**Brief:** Restate the entries below verbatim.

**Material provided:**
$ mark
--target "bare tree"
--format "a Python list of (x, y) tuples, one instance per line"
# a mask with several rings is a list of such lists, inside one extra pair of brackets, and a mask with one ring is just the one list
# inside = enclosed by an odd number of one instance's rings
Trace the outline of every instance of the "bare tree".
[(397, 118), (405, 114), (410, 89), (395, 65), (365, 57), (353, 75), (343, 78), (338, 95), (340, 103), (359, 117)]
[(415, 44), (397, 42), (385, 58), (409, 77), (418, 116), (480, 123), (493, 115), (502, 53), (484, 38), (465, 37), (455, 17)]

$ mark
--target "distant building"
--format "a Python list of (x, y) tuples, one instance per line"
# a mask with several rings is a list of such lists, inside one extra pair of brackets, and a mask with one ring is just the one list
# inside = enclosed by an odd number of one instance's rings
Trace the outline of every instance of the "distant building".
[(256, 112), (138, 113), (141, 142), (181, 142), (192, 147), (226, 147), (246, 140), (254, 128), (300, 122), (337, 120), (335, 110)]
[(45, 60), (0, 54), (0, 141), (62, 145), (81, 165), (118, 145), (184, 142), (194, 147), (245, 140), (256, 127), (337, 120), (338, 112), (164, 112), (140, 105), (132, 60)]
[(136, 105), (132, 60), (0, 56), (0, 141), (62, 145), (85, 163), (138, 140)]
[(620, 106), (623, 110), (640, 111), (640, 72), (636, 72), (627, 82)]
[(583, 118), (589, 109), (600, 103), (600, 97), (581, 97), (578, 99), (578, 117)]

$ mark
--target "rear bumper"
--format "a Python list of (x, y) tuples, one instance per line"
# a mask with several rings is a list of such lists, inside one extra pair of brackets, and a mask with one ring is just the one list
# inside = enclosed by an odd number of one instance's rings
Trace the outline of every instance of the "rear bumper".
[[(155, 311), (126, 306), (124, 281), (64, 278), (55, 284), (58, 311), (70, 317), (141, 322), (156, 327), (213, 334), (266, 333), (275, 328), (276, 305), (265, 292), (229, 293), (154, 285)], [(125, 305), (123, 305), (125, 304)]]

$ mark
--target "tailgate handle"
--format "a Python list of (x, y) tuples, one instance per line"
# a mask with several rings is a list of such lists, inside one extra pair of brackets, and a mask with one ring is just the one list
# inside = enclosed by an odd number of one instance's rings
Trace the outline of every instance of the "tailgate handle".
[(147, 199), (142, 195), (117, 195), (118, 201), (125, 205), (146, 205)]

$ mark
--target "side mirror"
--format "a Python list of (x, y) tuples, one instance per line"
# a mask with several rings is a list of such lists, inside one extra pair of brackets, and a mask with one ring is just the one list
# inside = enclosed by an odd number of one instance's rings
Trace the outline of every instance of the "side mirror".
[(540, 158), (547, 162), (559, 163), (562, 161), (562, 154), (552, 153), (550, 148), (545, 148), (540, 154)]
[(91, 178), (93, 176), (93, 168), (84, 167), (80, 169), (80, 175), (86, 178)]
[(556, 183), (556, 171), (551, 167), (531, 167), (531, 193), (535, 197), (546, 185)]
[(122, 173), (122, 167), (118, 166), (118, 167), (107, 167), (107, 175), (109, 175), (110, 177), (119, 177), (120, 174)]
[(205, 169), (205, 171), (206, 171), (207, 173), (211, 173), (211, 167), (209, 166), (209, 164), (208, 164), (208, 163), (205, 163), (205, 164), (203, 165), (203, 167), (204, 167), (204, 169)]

**Task answer:**
$ mark
--target "bare tree"
--format "a Python list of (x, y) tuples, one instance per line"
# a mask with several rings is a list of such lists, inside one extra pair of brackets, and a mask with one ring is just the one list
# inside = enclosed by an odd number of one instance's rings
Trace the outline of every instance of the "bare tree".
[(397, 118), (405, 114), (410, 89), (395, 65), (365, 57), (353, 75), (343, 78), (338, 95), (340, 103), (359, 117)]
[(415, 44), (397, 42), (385, 58), (409, 77), (418, 116), (480, 123), (493, 115), (502, 53), (484, 38), (465, 37), (455, 17)]

$ mark
--target "distant building"
--format "a Python list of (x, y) tuples, one instance per line"
# a mask with several rings is a list of such lists, inside one extra pair of brackets, and a mask with one ring is just the one list
# inside = enclosed by an odd number of one instance's rings
Trace the outline of every instance of the "distant building".
[(256, 112), (138, 113), (141, 142), (181, 142), (192, 147), (226, 147), (246, 140), (254, 128), (300, 122), (337, 120), (335, 110)]
[(45, 60), (0, 54), (0, 141), (62, 145), (81, 165), (118, 145), (184, 142), (194, 147), (245, 140), (256, 127), (337, 120), (338, 112), (164, 112), (140, 105), (132, 60)]
[(136, 105), (132, 60), (0, 56), (0, 141), (62, 145), (85, 163), (138, 140)]
[(620, 106), (623, 110), (640, 111), (640, 72), (636, 72), (627, 82)]
[(583, 118), (589, 109), (600, 103), (600, 97), (581, 97), (578, 99), (578, 117)]

$ mark
--target "rear bumper"
--format "a Python list of (x, y) tuples, one instance per line"
# a mask with several rings is a list of such lists, inside one extra pair of brackets, and a mask with one ring is just the one list
# inside = enclosed by an odd number of one instance's rings
Trace the outline of every instance of the "rear bumper".
[[(155, 311), (126, 306), (124, 281), (64, 278), (55, 284), (58, 311), (70, 317), (141, 322), (156, 327), (213, 334), (266, 333), (275, 328), (276, 305), (265, 292), (229, 293), (154, 285)], [(125, 305), (123, 305), (125, 304)]]

$ mark
--target "tailgate handle"
--format "a Python list of (x, y) tuples, one instance per line"
# a mask with several rings is a list of such lists, inside one extra pair of brackets, and a mask with one ring is just the one list
# inside = enclosed by an odd number of one instance's rings
Trace the outline of every instance of the "tailgate handle".
[(147, 199), (142, 195), (117, 195), (118, 201), (125, 205), (146, 205)]

$ mark
--target "side mirror"
--format "a Python list of (x, y) tuples, one instance per line"
# a mask with several rings is a list of such lists, inside one extra pair of brackets, and a mask with one ring is just the one list
# inside = enclosed by an odd number of one instance's rings
Trace the outline of every instance of the "side mirror".
[(540, 158), (547, 162), (559, 163), (562, 161), (562, 154), (552, 153), (550, 148), (545, 148), (540, 154)]
[(91, 178), (93, 176), (93, 168), (84, 167), (80, 169), (80, 175), (86, 178)]
[(556, 183), (556, 171), (551, 167), (531, 167), (531, 193), (535, 197), (546, 185)]
[(122, 173), (122, 167), (118, 166), (118, 167), (107, 167), (107, 175), (109, 175), (110, 177), (119, 177), (120, 174)]
[(205, 169), (205, 171), (206, 171), (207, 173), (211, 173), (211, 167), (209, 166), (209, 164), (208, 164), (208, 163), (205, 163), (205, 164), (203, 165), (203, 167), (204, 167), (204, 169)]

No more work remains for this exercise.